- **GIVEN TASK**:
Beginning at the line containing "Find the <item>van</item>;" and continuing to the end of the records below, give each line again exactly as it stands, and only those lines.

##############################

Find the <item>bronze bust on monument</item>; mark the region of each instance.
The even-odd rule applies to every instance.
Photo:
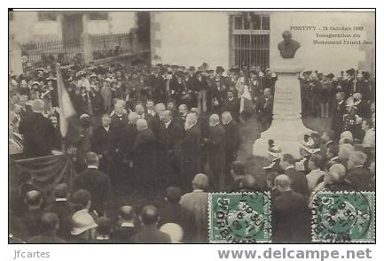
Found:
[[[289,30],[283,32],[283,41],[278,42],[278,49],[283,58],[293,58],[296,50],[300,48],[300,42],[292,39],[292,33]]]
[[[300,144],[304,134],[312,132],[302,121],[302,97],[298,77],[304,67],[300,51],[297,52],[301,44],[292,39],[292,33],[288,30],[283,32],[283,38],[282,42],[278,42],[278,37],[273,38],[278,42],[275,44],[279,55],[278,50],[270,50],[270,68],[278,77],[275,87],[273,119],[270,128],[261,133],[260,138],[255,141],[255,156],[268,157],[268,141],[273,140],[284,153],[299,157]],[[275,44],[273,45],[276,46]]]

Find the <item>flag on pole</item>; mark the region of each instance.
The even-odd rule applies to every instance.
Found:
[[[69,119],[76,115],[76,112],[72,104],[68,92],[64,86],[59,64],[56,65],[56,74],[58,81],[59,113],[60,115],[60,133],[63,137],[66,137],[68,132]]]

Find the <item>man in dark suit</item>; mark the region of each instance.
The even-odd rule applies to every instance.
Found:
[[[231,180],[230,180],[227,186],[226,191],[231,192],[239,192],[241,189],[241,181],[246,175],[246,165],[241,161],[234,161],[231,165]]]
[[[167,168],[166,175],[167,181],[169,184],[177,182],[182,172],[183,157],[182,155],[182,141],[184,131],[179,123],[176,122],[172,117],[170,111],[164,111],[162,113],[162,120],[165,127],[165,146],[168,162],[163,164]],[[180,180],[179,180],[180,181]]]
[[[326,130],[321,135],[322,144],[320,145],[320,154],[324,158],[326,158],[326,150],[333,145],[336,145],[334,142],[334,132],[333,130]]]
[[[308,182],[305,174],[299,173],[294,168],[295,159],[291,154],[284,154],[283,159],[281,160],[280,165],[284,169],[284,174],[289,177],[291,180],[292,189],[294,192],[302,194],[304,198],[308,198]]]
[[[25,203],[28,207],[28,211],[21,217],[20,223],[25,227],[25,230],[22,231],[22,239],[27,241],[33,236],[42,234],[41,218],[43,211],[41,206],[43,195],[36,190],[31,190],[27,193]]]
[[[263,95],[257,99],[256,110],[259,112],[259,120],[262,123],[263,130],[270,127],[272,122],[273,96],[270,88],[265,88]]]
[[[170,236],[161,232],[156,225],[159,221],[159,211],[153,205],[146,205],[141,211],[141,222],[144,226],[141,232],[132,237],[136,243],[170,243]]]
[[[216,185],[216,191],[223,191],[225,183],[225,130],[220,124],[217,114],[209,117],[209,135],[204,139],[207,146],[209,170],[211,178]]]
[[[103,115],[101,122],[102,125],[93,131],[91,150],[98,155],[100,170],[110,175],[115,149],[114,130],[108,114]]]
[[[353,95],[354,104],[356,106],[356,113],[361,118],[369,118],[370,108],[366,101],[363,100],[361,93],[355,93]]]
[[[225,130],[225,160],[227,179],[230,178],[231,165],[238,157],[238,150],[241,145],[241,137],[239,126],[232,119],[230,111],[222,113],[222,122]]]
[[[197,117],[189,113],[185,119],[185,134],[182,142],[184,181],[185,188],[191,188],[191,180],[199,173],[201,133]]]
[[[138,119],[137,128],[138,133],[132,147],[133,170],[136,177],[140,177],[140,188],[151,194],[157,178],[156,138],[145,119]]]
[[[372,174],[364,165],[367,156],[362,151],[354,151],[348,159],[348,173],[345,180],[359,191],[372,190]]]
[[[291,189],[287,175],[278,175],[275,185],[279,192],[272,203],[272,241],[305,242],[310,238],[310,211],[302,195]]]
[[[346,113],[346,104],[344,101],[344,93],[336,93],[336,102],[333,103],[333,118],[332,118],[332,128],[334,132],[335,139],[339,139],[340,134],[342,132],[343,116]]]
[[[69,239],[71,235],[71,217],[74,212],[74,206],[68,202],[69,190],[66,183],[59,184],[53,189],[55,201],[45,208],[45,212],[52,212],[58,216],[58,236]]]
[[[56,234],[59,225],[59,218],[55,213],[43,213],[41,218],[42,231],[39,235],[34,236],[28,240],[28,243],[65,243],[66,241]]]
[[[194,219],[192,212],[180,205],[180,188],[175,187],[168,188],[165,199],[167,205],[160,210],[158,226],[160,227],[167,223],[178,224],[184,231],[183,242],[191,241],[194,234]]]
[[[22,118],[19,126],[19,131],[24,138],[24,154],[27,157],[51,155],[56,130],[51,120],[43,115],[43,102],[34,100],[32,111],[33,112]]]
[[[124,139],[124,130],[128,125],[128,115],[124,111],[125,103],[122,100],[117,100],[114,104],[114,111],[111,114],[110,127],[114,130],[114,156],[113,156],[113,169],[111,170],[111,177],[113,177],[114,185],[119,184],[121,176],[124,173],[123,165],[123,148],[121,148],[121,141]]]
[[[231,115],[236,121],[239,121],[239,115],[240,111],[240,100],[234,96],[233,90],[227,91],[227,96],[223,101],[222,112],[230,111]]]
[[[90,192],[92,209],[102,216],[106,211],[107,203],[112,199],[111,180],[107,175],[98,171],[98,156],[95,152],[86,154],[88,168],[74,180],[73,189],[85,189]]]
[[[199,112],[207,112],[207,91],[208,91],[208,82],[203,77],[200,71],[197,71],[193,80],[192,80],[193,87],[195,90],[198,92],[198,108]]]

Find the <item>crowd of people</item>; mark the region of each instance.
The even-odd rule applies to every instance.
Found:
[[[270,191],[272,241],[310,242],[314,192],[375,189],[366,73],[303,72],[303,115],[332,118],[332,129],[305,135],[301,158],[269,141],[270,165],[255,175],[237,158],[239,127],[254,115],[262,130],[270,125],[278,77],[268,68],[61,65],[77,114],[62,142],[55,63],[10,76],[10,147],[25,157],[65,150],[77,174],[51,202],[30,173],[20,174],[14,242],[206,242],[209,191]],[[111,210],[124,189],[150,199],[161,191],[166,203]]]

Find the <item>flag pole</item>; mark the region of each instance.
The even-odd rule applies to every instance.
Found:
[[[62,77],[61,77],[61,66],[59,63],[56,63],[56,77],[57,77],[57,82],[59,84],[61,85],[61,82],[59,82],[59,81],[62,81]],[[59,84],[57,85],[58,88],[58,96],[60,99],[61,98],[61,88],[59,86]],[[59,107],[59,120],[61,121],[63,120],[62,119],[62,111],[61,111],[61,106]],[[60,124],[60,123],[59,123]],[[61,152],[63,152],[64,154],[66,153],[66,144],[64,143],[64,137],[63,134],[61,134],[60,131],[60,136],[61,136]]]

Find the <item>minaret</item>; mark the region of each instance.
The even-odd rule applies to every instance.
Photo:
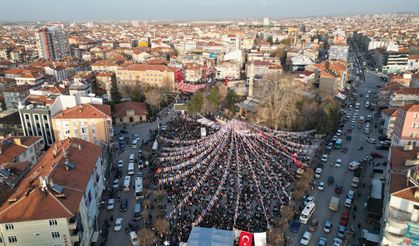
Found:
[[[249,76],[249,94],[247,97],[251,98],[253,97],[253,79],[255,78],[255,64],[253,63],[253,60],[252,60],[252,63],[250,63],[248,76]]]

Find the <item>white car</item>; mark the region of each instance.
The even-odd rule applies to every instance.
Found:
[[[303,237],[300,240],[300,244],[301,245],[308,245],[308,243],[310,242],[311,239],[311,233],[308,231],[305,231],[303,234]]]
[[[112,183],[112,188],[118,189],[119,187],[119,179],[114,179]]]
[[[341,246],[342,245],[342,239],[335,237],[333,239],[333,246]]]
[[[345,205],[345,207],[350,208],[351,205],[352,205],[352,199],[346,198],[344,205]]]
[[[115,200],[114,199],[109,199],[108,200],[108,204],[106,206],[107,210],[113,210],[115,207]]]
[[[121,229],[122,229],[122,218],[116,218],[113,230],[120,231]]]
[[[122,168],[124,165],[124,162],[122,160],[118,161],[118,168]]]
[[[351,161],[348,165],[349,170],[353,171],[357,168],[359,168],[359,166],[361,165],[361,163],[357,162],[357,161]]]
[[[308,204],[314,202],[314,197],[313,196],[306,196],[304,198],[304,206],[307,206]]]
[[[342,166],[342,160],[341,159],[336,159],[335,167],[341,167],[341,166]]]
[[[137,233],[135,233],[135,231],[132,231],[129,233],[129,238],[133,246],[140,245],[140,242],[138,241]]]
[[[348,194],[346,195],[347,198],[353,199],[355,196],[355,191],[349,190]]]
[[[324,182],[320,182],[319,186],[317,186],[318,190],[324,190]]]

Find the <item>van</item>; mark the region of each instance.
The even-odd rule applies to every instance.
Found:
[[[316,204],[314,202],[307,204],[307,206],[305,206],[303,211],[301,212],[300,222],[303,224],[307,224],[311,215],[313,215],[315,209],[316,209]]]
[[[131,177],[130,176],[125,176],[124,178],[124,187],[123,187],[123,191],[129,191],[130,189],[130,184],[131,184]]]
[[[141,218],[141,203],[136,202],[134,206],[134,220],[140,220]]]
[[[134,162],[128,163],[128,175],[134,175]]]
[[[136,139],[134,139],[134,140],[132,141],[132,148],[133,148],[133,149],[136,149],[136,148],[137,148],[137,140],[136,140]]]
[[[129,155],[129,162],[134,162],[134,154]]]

##############################

- **RESULT OF THIS EXERCISE**:
Find the <item>van</item>; mark the region of each instance.
The even-odd rule applies to every instance.
Found:
[[[316,204],[314,202],[307,204],[307,206],[305,206],[303,211],[301,212],[300,222],[303,224],[307,224],[311,215],[313,215],[315,209],[316,209]]]
[[[131,177],[130,176],[125,176],[124,178],[124,187],[123,187],[123,191],[129,191],[130,189],[130,184],[131,184]]]
[[[141,218],[141,203],[136,202],[134,206],[134,220],[140,220]]]
[[[134,162],[128,163],[128,175],[134,175]]]
[[[136,139],[134,139],[134,140],[132,141],[132,148],[133,148],[133,149],[136,149],[136,148],[137,148],[137,140],[136,140]]]
[[[129,155],[129,162],[134,162],[134,154]]]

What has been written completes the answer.